Brano da leggere
>>>>>
La spiegazione del finale del film
Nel finale di Vicini all’orizzonte, il film raggiunge il suo momento più toccante e tragico, lasciando emergere con forza la componente autobiografica e il messaggio centrale della storia. Dopo aver affrontato insieme il dolore, le paure e le ombre del passato, Jessica e Danny giungono a un punto in cui la verità non può più essere evitata: la malattia di Danny – l’HIV contratto a seguito di abusi subiti in gioventù – lo sta consumando, e con essa si assottigliano anche le possibilità di vivere il loro amore in modo pieno e duraturo. Eppure, il film sceglie di non chiudere con la disperazione.
L’ultimo periodo vissuto insieme diventa infatti un testamento di amore autentico, un tempo sospeso in cui entrambi imparano ad accettare ciò che non si può cambiare e a vivere intensamente ogni istante. È così che quando scoprono che la malattia ha accelerato il suo corso e al giovane restano pochi mesi di vita, i due innamorati decidono di compiere quel viaggio negli Stati Uniti che sognavano. Lì Danny annuncia a Jessica che non farà la possibile terapia che gli prolungherebbe la vita, perché preferirebbe morire in modo indipendente.
Quindi, dopo il viaggio negli Stati Uniti, i due si ritrovano di nuovo. Lei decide di non esortarlo più a lottare, ma decide invece di accettare la sua decisione. Tempo dopo, Jessica trova una lettera di Danny in cui lui le dice addio e le augura il meglio. Lui le lascia la sua casa e un conto a suo nome e la saluta con un riferimento ad una poesia di Joseph von Eichendorff che entrambi collegano all’inizio della loro relazione, a proposito della linea all’orizzonte (a cui fa riferimento il titolo del film) dove si incontrano la terra e il cielo, la vita e la morte.
La morte di Danny, che arriva nel silenzio e nella tenerezza di un addio inevitabile, non viene quindi mostrata con toni enfatici, ma è rappresentata con delicatezza, quasi come una naturale conclusione di un percorso già segnato. La regia di Tim Trachte evita il patetismo e sceglie invece di restare fedele all’intimità del racconto, focalizzandosi sugli sguardi, sulle carezze, sui piccoli gesti quotidiani che assumono un valore eterno. Il lutto di Jessica non è solo la perdita dell’amato, ma la fine di una fase di vita in cui ha imparato a fidarsi, ad amare senza riserve e a confrontarsi con la morte in modo lucido e consapevole.
<<<<<
Esercizi da svolgere
#1 Ricopia senza cambiare nulla una parte del testo sul finale di Vicini all'orizzonte: comincia dalle parole "Quindi, dopo il" e fermati dopo "e la morte.".
#2 Riprendi il testo sul finale di Vicini all'orizzonte e scrivi il seguito, partendo subito dopo la sua ultima frase.

Dati da controllare
>>>>>
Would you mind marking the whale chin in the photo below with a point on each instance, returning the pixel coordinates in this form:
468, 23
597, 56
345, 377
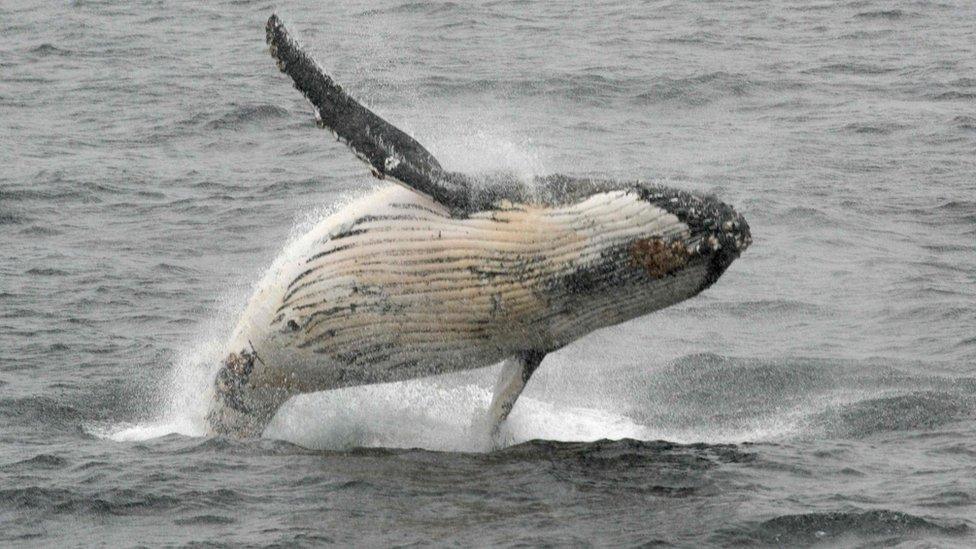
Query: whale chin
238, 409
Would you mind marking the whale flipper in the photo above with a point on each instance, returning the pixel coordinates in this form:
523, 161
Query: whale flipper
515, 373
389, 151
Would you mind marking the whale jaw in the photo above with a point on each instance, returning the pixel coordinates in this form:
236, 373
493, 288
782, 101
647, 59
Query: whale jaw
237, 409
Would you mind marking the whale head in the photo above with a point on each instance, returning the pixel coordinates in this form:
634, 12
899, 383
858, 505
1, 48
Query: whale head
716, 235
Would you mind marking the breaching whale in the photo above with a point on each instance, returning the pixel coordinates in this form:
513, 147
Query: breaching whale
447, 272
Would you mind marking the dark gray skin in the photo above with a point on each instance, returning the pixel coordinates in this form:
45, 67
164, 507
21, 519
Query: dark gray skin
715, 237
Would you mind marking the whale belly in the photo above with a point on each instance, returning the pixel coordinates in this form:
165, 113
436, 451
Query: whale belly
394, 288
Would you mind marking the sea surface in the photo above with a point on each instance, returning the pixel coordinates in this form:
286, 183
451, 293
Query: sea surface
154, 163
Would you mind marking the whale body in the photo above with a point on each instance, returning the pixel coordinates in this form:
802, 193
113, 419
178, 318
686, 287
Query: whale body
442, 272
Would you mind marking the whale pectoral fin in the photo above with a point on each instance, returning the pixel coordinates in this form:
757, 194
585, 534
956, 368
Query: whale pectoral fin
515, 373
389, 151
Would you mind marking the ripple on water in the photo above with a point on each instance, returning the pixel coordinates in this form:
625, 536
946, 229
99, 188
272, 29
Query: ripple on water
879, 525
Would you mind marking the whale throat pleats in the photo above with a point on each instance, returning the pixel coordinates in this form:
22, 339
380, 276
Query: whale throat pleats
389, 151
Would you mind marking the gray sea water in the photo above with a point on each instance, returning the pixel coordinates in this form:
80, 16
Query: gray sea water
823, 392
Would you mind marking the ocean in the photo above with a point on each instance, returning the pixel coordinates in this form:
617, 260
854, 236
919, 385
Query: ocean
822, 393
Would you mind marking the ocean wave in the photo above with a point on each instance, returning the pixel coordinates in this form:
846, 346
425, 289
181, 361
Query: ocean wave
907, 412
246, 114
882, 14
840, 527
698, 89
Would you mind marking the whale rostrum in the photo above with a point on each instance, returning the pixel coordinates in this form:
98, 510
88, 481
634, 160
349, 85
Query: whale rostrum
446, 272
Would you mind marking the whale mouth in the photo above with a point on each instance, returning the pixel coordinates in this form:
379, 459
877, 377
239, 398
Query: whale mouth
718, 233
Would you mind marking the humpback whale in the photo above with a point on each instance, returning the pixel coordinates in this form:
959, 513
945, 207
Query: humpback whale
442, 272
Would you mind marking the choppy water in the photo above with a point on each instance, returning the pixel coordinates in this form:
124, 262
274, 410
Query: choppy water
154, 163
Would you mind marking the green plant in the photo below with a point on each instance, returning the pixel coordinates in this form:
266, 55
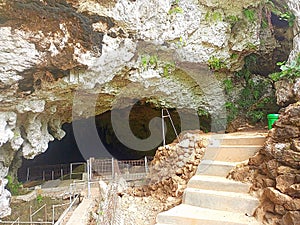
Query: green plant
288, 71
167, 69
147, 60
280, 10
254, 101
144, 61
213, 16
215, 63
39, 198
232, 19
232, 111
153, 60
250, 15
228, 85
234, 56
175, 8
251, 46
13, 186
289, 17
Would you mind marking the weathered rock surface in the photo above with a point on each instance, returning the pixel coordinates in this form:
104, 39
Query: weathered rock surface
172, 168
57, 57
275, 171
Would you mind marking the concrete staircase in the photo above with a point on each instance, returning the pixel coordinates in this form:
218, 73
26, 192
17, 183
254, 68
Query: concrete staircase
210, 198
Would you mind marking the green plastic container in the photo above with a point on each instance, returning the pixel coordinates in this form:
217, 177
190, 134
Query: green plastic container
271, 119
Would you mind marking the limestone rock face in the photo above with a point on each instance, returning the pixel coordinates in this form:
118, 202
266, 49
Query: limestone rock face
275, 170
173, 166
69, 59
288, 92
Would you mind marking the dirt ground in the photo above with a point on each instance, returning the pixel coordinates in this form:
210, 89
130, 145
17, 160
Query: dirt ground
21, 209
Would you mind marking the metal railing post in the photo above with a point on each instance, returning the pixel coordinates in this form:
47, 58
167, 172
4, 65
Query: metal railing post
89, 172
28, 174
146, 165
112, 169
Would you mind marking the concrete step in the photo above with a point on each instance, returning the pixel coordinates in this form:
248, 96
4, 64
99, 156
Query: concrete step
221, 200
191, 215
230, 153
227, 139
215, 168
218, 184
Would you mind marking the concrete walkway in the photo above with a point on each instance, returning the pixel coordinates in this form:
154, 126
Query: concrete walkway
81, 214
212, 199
<<<<<
>>>>>
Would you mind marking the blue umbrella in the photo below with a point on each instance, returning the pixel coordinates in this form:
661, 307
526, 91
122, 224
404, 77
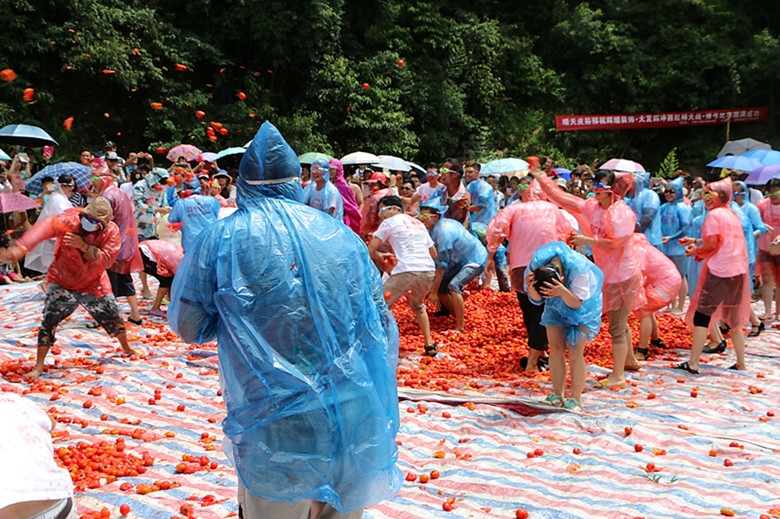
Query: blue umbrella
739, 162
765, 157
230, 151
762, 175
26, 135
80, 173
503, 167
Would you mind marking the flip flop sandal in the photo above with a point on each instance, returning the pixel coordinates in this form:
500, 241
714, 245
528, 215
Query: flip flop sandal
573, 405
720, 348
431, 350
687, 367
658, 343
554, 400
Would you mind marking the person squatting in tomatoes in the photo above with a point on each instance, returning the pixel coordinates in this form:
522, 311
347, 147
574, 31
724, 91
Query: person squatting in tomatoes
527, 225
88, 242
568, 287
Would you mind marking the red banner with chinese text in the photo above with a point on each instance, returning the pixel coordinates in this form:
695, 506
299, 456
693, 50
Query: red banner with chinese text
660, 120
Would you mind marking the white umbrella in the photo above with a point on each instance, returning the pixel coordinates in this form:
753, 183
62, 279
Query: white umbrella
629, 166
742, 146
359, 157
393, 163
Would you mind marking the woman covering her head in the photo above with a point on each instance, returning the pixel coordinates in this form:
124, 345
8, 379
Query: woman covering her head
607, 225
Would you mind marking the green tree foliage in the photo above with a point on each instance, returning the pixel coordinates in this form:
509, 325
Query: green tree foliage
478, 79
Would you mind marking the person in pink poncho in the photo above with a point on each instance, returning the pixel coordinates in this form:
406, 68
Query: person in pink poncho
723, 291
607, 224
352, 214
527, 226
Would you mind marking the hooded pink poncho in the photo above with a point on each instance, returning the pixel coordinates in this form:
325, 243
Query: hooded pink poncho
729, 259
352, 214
<<<<<
Soluzioni degli esercizi
#1
Quindi, dopo il viaggio negli Stati Uniti, i due si ritrovano di nuovo. Lei decide di non esortarlo più a lottare, ma decide invece di accettare la sua decisione. Tempo dopo, Jessica trova una lettera di Danny in cui lui le dice addio e le augura il meglio. Lui le lascia la sua casa e un conto a suo nome e la saluta con un riferimento ad una poesia di Joseph von Eichendorff che entrambi collegano all’inizio della loro relazione, a proposito della linea all’orizzonte (a cui fa riferimento il titolo del film) dove si incontrano la terra e il cielo, la vita e la morte.

#2
Il film si chiude quindi a suo modo con un senso di pace malinconica, in cui la memoria si fonde con l’accettazione. Si tratta di un finale che incarna alla perfezione il cuore del film: Vicini all’orizzonte non è infatti solo la cronaca di una storia d’amore impossibile, ma una riflessione sul coraggio di vivere nonostante la fragilità, sul potere redentivo dell’amore e sull’importanza di affrontare la verità. Il percorso di Danny è emblematico in tal senso: da giovane chiuso e segnato dal trauma, riesce ad aprirsi grazie alla relazione con Jessica, trovando in lei non solo una compagna, ma una via per riconciliarsi con sé stesso.
Allo stesso tempo, Jessica – ancora adolescente all’inizio – evolve attraverso la sofferenza e l’empatia, diventando una donna capace di comprendere che l’amore non è fatto di promesse eterne, ma di presenza reale anche nel dolore. Il messaggio conclusivo del film, così come del libro da cui è tratto, è quindi che l’amore vero non si misura sulla durata, ma sull’intensità e sulla capacità di trasformare chi lo vive. L’orizzonte, evocato nel titolo, non è tanto un luogo fisico da raggiungere, quanto una metafora della speranza, del futuro possibile nonostante tutto, e del confine sottile tra vita e morte, oltre il quale ciò che conta è ciò che si è stati capaci di donare.